To do:
• A. From the radio interview, retype the part between "Q: If you were" and "infinity with no repetition whatsoever.", inclusive.
• B. Name every musical style that the radio interview says the show "Music Without Boundaries" incorporated.
• C. Write what follows the last line of the radio interview, before the data.

Excerpted passage:
Segment Open
Q: In your book, you discuss all the changes in the radio business over the decades that you worked in it. What do you see for radio in the years ahead, and are there any shows or personalities that you like and listen to at this point?

A: I was on the radio on and off from 1971 to 2007. When commercial radio started tightening its playlists and lost its imagination in the late '70s, I cofounded a public station (KGNU-FM, Boulder, CO) and that was a great alternative for awhile.  

When I switched careers and moved to San Diego in 1983, I figured my radio days were behind me. But I hooked up with a visionary program director named Bob O'Connor in 1993 and created a freeform specialty show called "Music Without Boundaries," that incorporated rock, R & B, blues, jazz, folk, oldies . . . an unheard of palette for commercial radio.  

That show ran for 14 years on five different San Diego stations, but the freedom of musical choice that I continued to have was a complete anomaly in the cold, corporate world of consolidation that has destroyed FM radio.  

Satellite and internet hold the only hope for creative radio in the years ahead. I listen to Sirius XM satellite radio, mostly to Little Steven's Underground Garage or The Loft for music and Howard Stern for talk.

Q: If you were going to put together a playlist of the top songs to accompany your memoir, what would that list include?

A: Wow, Deborah, how much space are you going to give me :-)  ? A playlist of the music I love would go on for 150 pages, but here's a random list of the first songs that come into my head. Of course, my playlist would change every day until infinity with no repetition whatsoever.

Otis Redding                                  "Try a Little Tenderness"
Spirit                                              "Dream Within a Dream"
Johnny Clegg & Savuka                "Asimbonanga"
Love                                               "You Set the Scene"
Etta James                                      "Tell Mama"
The Byrds                                      "Lay Down Your Weary Tune"
Sandy Denny                                  "Solo"
Wes                                                 "Awa Awa"
Dawes                                             "A Little Bit of Everything"
Ange Takats                                    "Minnesota"
Graham Parker & the Rumour       "Fool's Gold"
Wilson Pickett                                "I'm a Midnight Mover"
Eric Andersen                                 "Blue River"
The Beatles                                     "In My Life"
Segment Closed
Given information:
Segment Open
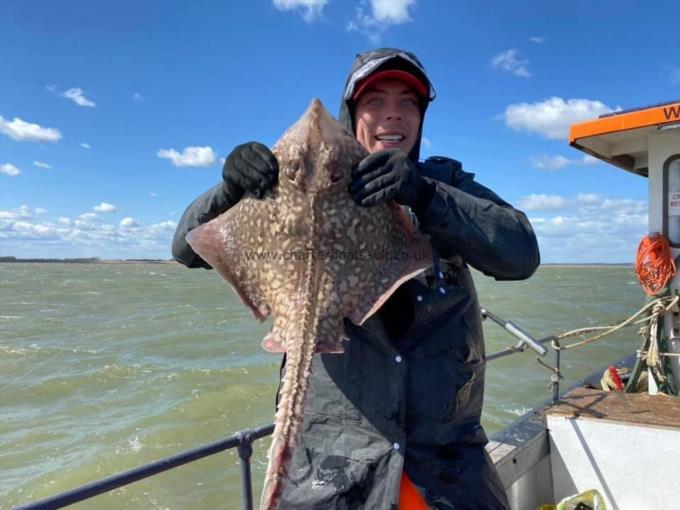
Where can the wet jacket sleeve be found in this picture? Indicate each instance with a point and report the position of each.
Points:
(209, 205)
(467, 219)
Segment Closed
Results for the exercise:
• A.
Q: If you were going to put together a playlist of the top songs to accompany your memoir, what would that list include?

A: Wow, Deborah, how much space are you going to give me :-)  ? A playlist of the music I love would go on for 150 pages, but here's a random list of the first songs that come into my head. Of course, my playlist would change every day until infinity with no repetition whatsoever.

• B. rock, R & B, blues, jazz, folk, oldies

• C.
The Jarmels                                    "A Little Bit of Soap"
Miles Davis                                    "Concierto de Aranjuez"
Bob Dylan & Johnny Cash            "Girl from the North Country"
The Strawbs                                  "The Flower and the Young Man"
Gene Pitney                                    "I'm Gonna Be Strong"
The Heptones                                 "Book of Rules"
Catie Curtis                                    "Radical"
John Prine                                      "Hello in There"

Okay, okay, please stop me!

Q: What are you working on now?

A: Answering your questions. You set me up for that one!

Q: Anything else we should know?

A: I was the oldest child in a traditional, Jewish New Jersey family. My parents hoped I'd become a corporate lawyer, pediatrician, or a stockbroker.  

I loved them unconditionally but they were horrified when I relentlessly followed the music for the rest of my life. They relaxed only when I started making a good living as a concert promoter.  

As my mother lay dying in 2005, her last lucid words to me were "So when are you going to write a book?" She slipped into a coma that night and died three days later.  

I started writing Off My Rocker shortly thereafter, kind of fulfilling her final wish. This is a memoir about the joy and pain of a life devoted to music as well as a love story about my wife of 42 years and our family.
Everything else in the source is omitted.